On Thursday, Musk promoted another far right British figure— Ashlea Simon, co-founder of Britain First, also a white supremacist splinter group— who claimed Starmer planned to send British rioters to detention camps in the Falkland Islands. Simon’s post cited a fake Daily Telegraph story carrying that headline, a story The Telegraph quickly pointed out was invented. Musk deleted his tweet but only after it had made about 2 million impressions and with no apology for his error.
That Musk would get duped by lies circulating on the site is mildly ironic; he has revealed his gullibility many times. That he would frequently and almost exclusively endorse fringe far-right activists is a cause for genuine concern. Musk claims to be a champion of free speech. With nearly 195 million followers, he is America’s most influential purveyor of disinformation. In total he has made 50 posts since January 1 that have been debunked by independent fact checkers, according to the Center for Countering Digital Hate. These were viewed 1.2 billion times. They included a deep fake video that purportedly showed Kamala Harris calling herself “the ultimate diversity hire.”
A long essay could be devoted to the litany of nefarious characters Musk has incited and on which subjects. Suffice to say his political statements are generally about voting fraud, illegal immigration, race or gender…
The key question is what, if anything, democracies can do to address the danger from Musk. It is one thing having a newspaper proprietor, or the owner of a television station, pushing their biases in their outlets. This has always happened and it is protected speech. Depending on the democracy, there are also laws against concentration of media ownership. Musk has freest legal rein in the US, where the First Amendment protects almost all speech. Moreover, internet publishers are exempt from liability under the notorious Section 230 of the misleadingly named Communications Decency Act. But even in America you cannot falsely shout fire in a crowded theatre.
The difference between Twitter and say the right-leaning GB News in the UK, or whatever platform the far-right radio host Alex Jones is using in America, is that the latter two are siloed channels. Twitter claims to be the public square. In some respects, people are right to point out that “Twitter is not real life.” It isn’t. But when racist thugs falsely learn on Twitter that refugees are child killers then gather to burn down refugee hostels— the site becomes all too real. At critical moments, Twitter has become a key vector for potentially lethal untrue assertions. That its owner would endorse some of them ought to be a matter of public interest.
Many political leaders, including Starmer, the Irish government, EU commissioners, and US senators, have called for an inquiry into social media’s role in spreading incendiary disinformation. I have no idea what the best legal remedy would be that was consistent with democratic and free speech values. I do know, however, that whatever he says, Musk is no fan of either. He revels in conflict and is fascinated by the possibility of collapse. He’s a disaster capitalist, a vicious troll and a brilliant engineer rolled into one. I wrote last year about Musk’s warped libertarianism. Today I would be tempted to label him a techno-authoritarian.
Before going to sleep on Friday night I was reading about the government response to the right-wing riots in Britain and tweeted this:
I was impressed that 2 of the right-wing influencers had already been arrested, tried and sent to prison— something that took days in Britain that would take over a year in the U.S. One, “Tyler Kay, 26, was given three years and two months in prison for posts on Twitter that called for mass deportation and for people to set fire to hotels housing asylum seekers.” In sentencing one of them, the judge noted that although he took no part in the rioting itself, “There can be no doubt you were inciting others to do so. You went on to say that you did not want your money going to immigrants who rape our kids and get priority. You were encouraging others to attack a hotel which you knew was occupied by refugees and asylum seekers.”

• [DATA SEGMENT]:

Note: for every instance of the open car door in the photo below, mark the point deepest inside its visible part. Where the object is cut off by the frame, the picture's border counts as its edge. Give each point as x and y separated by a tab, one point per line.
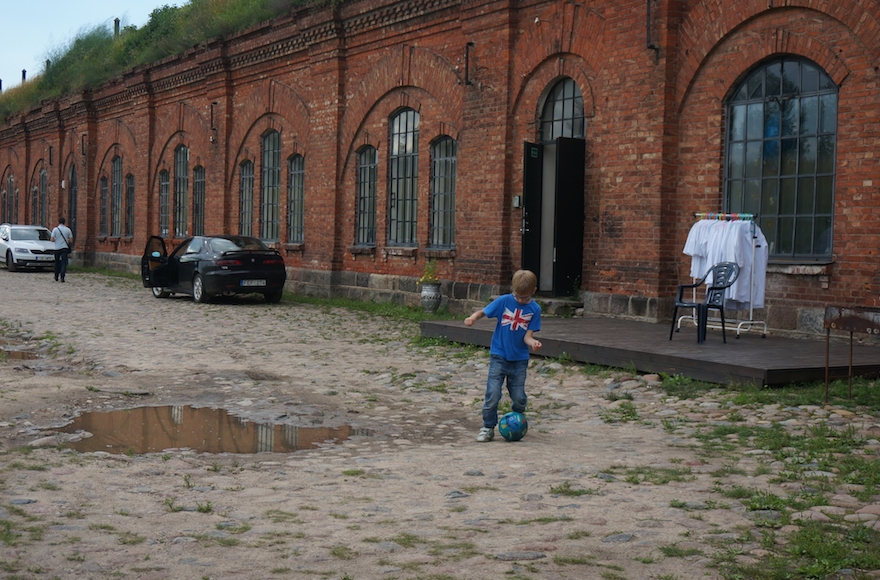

• [TASK INSTRUCTIONS]:
Update the Musk commentary by rewriting the passage starting with "On Thursday, Musk" and going on through "for his error.", with "Daily Telegraph" replaced by "Daily Mail".

• [ANSWER FOR THIS EXERCISE]:
On Thursday, Musk promoted another far right British figure— Ashlea Simon, co-founder of Britain First, also a white supremacist splinter group— who claimed Starmer planned to send British rioters to detention camps in the Falkland Islands. Simon’s post cited a fake Daily Mail story carrying that headline, a story The Telegraph quickly pointed out was invented. Musk deleted his tweet but only after it had made about 2 million impressions and with no apology for his error.